YOUR ASSIGNMENT: Every line from the one holding "positive clicks: (131, 431) (135, 390)" through the final line of the entries is to be reproduced exactly, and no other line.
↓
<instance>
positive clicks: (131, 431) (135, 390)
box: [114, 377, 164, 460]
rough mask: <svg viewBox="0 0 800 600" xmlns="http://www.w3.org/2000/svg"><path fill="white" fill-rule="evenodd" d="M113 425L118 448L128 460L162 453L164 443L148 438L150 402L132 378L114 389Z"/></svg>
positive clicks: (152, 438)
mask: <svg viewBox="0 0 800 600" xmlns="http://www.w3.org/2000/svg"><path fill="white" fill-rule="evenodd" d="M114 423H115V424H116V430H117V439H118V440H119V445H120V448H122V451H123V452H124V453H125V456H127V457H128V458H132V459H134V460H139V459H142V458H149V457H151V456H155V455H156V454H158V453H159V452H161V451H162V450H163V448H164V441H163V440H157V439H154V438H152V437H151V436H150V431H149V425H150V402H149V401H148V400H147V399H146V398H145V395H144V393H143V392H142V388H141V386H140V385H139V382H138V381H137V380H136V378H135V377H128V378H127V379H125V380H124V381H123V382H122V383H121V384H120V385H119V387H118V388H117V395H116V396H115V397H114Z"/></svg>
↑
WRITTEN RESPONSE:
positive clicks: (131, 431) (135, 390)
box: [114, 377, 164, 460]
rough mask: <svg viewBox="0 0 800 600" xmlns="http://www.w3.org/2000/svg"><path fill="white" fill-rule="evenodd" d="M113 425L118 448L128 460L162 453L164 443L148 438L150 402L132 378L114 389Z"/></svg>
positive clicks: (152, 438)
mask: <svg viewBox="0 0 800 600" xmlns="http://www.w3.org/2000/svg"><path fill="white" fill-rule="evenodd" d="M114 423H115V424H116V430H117V439H118V440H119V445H120V448H122V451H123V452H124V453H125V456H127V457H128V458H132V459H134V460H139V459H142V458H149V457H151V456H155V455H156V454H158V453H159V452H161V451H162V450H163V448H164V441H163V440H157V439H154V438H152V437H151V436H150V431H149V425H150V402H149V401H148V400H147V399H146V398H145V395H144V393H143V392H142V388H141V386H140V385H139V382H138V381H137V380H136V378H135V377H128V378H127V379H125V380H124V381H123V382H122V383H121V384H120V385H119V387H118V388H117V395H116V396H115V397H114Z"/></svg>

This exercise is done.